Find the line that contains "the man's smiling". Restate it and each following line exactly, through the end of the records.

(Data listing):
·····

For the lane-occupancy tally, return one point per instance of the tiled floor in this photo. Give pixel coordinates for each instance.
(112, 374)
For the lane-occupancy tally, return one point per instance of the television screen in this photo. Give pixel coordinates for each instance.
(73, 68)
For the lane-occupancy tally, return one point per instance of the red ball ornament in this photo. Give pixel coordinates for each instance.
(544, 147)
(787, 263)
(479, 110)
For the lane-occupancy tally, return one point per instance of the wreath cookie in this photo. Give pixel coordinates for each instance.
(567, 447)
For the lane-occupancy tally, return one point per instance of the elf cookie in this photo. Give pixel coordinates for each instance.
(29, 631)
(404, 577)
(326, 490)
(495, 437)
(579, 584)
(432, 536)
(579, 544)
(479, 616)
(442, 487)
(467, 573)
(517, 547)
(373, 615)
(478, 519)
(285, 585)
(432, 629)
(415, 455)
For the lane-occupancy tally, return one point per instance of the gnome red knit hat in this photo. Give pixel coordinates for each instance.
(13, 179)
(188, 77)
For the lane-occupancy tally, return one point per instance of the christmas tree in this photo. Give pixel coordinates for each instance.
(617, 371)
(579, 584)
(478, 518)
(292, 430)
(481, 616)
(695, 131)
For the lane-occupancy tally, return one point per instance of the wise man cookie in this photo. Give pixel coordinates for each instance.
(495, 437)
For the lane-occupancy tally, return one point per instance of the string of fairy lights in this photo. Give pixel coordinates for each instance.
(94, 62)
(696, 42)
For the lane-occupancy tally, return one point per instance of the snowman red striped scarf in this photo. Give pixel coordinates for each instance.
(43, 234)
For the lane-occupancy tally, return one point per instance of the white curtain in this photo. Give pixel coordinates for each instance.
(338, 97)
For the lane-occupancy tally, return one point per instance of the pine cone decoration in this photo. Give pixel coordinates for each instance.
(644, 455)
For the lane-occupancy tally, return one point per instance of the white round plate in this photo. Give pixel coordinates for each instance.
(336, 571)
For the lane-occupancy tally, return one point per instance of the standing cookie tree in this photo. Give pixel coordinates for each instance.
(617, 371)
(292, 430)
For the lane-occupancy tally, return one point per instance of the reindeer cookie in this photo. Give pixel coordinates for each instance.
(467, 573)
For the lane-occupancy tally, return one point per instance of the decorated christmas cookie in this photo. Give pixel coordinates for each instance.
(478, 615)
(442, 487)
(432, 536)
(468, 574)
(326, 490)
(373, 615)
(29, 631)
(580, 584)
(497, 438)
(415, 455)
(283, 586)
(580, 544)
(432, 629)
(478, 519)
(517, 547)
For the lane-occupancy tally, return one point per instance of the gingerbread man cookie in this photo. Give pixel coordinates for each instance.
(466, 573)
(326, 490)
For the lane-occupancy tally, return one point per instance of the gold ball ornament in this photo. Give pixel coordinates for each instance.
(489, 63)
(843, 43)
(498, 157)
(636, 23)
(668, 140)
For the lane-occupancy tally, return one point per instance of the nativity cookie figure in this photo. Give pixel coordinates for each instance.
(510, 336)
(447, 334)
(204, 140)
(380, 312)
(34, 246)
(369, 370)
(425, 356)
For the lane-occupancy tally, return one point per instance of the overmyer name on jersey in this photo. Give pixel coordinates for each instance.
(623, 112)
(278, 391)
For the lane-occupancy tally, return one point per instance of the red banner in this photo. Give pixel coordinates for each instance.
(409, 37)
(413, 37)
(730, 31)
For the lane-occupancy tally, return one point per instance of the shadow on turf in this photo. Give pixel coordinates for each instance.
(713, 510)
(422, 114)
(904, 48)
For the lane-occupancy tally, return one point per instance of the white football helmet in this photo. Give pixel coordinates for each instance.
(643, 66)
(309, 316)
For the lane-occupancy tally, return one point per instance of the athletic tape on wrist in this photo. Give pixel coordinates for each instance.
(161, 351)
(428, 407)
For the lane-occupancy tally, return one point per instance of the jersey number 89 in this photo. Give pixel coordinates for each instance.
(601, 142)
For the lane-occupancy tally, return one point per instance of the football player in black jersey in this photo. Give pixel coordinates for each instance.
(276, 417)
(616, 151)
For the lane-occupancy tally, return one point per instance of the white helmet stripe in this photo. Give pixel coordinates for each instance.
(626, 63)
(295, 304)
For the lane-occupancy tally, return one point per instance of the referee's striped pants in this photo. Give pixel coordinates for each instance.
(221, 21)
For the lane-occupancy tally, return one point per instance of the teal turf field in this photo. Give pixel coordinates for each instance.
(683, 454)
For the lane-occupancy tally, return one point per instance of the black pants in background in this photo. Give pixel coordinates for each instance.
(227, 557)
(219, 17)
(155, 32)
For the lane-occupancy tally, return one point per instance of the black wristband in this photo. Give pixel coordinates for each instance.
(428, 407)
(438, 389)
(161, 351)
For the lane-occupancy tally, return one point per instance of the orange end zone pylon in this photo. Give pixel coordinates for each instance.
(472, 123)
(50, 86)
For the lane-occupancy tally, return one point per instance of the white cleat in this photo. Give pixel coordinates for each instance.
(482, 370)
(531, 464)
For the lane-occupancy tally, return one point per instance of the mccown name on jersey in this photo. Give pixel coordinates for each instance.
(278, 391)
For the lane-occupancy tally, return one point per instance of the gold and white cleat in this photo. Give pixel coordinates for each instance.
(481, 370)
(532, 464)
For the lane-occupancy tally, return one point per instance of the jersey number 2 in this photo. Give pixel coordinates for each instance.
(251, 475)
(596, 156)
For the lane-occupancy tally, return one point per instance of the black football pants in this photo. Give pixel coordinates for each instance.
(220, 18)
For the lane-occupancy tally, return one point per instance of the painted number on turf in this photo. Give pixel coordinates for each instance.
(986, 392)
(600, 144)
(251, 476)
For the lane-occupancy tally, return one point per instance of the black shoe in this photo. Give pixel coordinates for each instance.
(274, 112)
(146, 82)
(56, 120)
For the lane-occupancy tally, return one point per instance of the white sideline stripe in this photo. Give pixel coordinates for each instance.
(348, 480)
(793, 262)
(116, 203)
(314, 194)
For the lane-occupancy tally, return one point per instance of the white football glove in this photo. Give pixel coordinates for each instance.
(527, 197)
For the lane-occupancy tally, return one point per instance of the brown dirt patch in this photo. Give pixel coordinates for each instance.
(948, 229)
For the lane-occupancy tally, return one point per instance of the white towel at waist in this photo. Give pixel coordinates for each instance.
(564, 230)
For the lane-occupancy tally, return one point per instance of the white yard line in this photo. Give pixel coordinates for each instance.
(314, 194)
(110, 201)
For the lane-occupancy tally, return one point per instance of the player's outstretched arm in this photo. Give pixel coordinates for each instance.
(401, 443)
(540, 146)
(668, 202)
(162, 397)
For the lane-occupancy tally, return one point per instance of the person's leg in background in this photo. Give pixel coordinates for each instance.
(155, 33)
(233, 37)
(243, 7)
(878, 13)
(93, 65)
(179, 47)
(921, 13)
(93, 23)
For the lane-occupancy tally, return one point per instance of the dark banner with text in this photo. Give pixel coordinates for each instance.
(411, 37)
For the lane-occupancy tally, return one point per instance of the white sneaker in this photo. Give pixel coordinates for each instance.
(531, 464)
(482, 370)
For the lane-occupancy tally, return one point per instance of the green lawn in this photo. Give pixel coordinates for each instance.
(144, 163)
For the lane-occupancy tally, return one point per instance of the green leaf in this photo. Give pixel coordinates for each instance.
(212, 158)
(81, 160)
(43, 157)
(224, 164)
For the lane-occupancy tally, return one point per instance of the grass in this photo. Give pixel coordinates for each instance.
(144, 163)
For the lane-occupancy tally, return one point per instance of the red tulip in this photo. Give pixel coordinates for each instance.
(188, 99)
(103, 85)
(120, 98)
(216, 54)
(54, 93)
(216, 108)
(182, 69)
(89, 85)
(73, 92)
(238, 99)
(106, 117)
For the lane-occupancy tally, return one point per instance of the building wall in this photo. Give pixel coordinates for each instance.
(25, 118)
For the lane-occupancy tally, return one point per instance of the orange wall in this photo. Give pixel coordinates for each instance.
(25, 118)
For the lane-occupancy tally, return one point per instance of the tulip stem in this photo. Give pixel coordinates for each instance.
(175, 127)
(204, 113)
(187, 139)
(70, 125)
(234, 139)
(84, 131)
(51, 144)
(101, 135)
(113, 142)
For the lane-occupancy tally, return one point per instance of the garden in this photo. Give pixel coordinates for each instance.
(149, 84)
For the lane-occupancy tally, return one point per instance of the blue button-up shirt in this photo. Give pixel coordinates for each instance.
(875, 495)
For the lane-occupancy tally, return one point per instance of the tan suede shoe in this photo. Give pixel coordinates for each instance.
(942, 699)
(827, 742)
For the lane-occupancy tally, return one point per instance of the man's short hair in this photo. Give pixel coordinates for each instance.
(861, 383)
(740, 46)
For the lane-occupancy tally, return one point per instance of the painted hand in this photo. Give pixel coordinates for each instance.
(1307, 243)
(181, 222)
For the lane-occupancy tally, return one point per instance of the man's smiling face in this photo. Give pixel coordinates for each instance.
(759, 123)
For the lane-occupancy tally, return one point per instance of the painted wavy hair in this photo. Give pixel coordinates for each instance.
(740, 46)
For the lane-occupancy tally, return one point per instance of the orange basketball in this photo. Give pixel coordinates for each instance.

·····

(Output for this exercise):
For the lane-occupancy tally, return one point per instance of the man's smiling face in this photo. Give pixel coordinates for each instance.
(759, 123)
For the lane-occupancy tally, return one point per instance of the painted wavy hair in this photo. Give pixel coordinates for each instance.
(740, 46)
For the lane-occupancy tally, return one point per instance of the orange basketball in this photo. Give pixel coordinates for each instance.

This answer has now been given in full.